━━━ Records provided

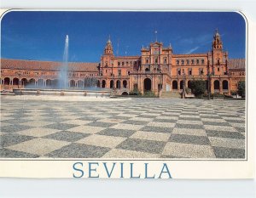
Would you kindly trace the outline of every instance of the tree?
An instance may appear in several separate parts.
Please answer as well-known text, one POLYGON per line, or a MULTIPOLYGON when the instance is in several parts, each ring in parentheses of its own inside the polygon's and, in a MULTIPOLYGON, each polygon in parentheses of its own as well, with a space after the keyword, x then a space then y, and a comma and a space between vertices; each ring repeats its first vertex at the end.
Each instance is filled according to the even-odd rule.
POLYGON ((190 88, 195 96, 202 95, 206 91, 206 82, 202 80, 194 80, 190 82, 190 88))
POLYGON ((245 98, 245 96, 246 96, 246 83, 245 83, 245 81, 238 82, 238 92, 237 93, 242 98, 245 98))

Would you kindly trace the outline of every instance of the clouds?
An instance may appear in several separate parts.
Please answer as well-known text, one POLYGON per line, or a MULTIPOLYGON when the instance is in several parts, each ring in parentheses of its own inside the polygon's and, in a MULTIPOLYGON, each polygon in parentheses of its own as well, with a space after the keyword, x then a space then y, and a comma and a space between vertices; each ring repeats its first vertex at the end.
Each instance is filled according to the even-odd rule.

━━━━━━

Task objective – Please set out all of the data above as a JSON list of strings, one string per line, leaving out blank lines and the picture.

The answer –
[
  "Would you kindly trace the outline of every instance of the tree?",
  "An instance may appear in several separate parts.",
  "Please answer as well-known text, one POLYGON per line, or a MULTIPOLYGON when the instance is in several parts, each ring in parentheses of its own inside the polygon's and, in a MULTIPOLYGON, each polygon in parentheses of its own as well, with a space after the keyword, x then a space then y, and a comma and a space between vertices; each ring repeats its first vertex at the end.",
  "Each instance is filled according to the even-odd rule.",
  "POLYGON ((190 88, 195 96, 202 95, 206 91, 206 82, 202 80, 194 80, 190 82, 190 88))",
  "POLYGON ((245 98, 245 96, 246 96, 246 83, 245 83, 245 81, 238 82, 238 92, 237 93, 242 98, 245 98))",
  "Would you kindly trace the outline of every instance of the clouds?",
  "An instance may appear in several separate parts.",
  "Please answer as well-known text, one POLYGON per line, or a MULTIPOLYGON when the instance is in several parts, each ring in parentheses of its own inside the polygon's and, in a MULTIPOLYGON, each polygon in parentheses of its own as well, with a space after the keyword, x then a space then y, and a comma and a space between vertices; each ring repeats its first vertex at the end.",
  "Each instance is filled according to the even-odd rule."
]